Aim of the task ▸ Please transcribe the Hirschman review from "The Voice of" up to and including "University Press, 2013.".

The Voice of Central Europe’s Exit

15. 3. 2017

Jeremy Adelman, Worldly Philosopher: The Odyssey of Albert O. Hirschman. Princeton: Princeton University Press, 2013.

Albert O. Hirschman (1915–2012) is best known today for his short 1970 book Exit, Voice and Loyalty: Responses to Decline in Firms, Organizations and States. In a short 126 pages book plus appendixes, Hirschman offered a deceptively simple dichotomy of voice vs. exit: the less “voice” people have in their social unit, the more they try to exit it. Voice creates loyalty. This simple formula can be applied to explain the relations between individuals and social units, from marriage where the partner who has no voice may exit, to citizenship where lack of voice in authoritarian societies leads to emigration. It also explains declines in memberships in civil organizations and firms that do not give voice to their members or customers. The emigrants who head first for the exits are also the ones who would have been most vociferous in pressing for reform. Authoritarian regimes who do not want to reform encourage exit. Beyond the explanatory value of this simple theory, it also offers an alternative to intellectual and deliberative models of democracy and decision-making. Even uneducated or inarticulate persons can “vote with their legs” and exit. Economists preferred the “exit” aspect, political scientists the “voice.” Politically, his work on exit and voice has inspired generations of libertarian thinkers. Yet, his last book was an attack on what he called reactionary thinking, the attempt to show that all reforms result in unintended opposite outcomes.

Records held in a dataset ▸
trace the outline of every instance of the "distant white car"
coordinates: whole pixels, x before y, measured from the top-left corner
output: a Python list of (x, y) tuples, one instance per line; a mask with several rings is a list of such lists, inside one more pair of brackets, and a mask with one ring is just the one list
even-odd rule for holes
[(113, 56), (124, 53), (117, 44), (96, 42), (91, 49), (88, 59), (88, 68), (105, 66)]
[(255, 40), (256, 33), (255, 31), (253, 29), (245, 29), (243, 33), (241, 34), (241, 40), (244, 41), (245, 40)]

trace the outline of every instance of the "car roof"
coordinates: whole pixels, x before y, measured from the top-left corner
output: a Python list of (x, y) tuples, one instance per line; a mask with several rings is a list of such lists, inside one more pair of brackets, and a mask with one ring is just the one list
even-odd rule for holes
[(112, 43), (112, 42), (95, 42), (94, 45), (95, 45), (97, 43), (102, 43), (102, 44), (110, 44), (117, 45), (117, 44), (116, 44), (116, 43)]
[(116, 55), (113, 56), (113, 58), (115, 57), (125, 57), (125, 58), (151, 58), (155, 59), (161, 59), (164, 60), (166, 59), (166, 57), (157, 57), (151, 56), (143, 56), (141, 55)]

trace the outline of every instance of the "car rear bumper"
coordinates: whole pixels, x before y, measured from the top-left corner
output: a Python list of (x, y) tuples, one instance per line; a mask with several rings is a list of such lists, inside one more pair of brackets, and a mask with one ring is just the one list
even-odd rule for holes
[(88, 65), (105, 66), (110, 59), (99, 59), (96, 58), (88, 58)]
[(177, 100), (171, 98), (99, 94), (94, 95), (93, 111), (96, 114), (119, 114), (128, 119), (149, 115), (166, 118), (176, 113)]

Solution to this exercise ▸
The Voice of Central Europe’s Exit

15. 3. 2017

Jeremy Adelman, Worldly Philosopher: The Odyssey of Albert O. Hirschman. Princeton: Princeton University Press, 2013.